Saved data entries:
◆ ◆ ◆ ◆ ◆ ◆ ◆

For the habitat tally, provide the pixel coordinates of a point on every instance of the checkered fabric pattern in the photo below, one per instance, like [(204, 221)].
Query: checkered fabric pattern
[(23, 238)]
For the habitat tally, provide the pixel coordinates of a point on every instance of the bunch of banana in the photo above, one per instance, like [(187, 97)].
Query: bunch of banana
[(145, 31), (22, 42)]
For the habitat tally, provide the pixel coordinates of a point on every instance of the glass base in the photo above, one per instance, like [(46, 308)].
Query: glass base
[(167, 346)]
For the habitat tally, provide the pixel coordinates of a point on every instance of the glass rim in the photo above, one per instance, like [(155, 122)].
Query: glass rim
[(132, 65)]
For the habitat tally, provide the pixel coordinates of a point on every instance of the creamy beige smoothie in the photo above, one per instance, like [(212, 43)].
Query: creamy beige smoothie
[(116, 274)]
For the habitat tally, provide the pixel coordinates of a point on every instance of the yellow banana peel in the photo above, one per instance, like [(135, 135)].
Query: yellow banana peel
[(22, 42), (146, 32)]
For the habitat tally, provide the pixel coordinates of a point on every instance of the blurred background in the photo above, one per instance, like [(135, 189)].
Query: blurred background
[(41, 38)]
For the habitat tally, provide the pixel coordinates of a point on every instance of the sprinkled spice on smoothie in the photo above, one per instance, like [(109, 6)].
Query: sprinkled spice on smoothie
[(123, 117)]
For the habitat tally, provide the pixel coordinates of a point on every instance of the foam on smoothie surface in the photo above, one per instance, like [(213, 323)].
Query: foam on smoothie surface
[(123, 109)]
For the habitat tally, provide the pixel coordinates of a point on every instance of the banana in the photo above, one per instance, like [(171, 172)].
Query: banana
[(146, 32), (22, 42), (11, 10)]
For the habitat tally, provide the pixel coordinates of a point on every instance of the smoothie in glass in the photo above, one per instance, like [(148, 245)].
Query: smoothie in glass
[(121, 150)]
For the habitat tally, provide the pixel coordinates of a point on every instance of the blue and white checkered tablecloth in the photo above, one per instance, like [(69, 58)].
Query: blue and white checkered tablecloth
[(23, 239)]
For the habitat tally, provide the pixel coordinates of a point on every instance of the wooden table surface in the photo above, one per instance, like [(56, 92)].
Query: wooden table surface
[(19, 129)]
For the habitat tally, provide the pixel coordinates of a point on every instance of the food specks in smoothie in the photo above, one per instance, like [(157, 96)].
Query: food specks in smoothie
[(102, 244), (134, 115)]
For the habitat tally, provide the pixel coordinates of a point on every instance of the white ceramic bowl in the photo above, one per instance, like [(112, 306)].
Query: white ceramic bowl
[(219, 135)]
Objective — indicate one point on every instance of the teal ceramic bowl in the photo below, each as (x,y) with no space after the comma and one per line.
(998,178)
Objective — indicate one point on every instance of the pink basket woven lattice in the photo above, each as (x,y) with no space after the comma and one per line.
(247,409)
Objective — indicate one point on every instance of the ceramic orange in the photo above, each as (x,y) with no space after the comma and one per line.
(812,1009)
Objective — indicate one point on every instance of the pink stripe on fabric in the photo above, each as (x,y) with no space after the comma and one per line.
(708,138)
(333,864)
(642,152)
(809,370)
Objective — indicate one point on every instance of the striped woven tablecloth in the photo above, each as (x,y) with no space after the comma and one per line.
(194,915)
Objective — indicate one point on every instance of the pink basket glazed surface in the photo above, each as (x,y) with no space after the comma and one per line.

◆ ◆ ◆ ◆ ◆ ◆ ◆

Transcribe, character for character, the lines from the one containing "like [(148, 245)]." through the one containing "[(102, 244), (134, 115)]", both included.

Expected answer =
For the habitat tally, provide the pixel coordinates of a point on every instance of the smoothie in glass in the photo above, one per instance, like [(148, 245)].
Query: smoothie in glass
[(121, 150)]
For the habitat tally, provide the pixel coordinates of a point on every instance of the blue and white checkered tablecloth in the photo above, one per instance, like [(69, 58)].
Query: blue and white checkered tablecloth
[(23, 239)]
For the habitat tally, provide the pixel coordinates of a point on every instance of the wooden table surface in the photo above, one per instance, like [(56, 92)].
Query: wooden table surface
[(19, 129)]
For the habitat tally, provide the pixel coordinates of a point on every instance of the food specks in smoothie in the photo above, one per instance, like [(157, 96)].
Query: food specks in smoothie
[(102, 244), (134, 115)]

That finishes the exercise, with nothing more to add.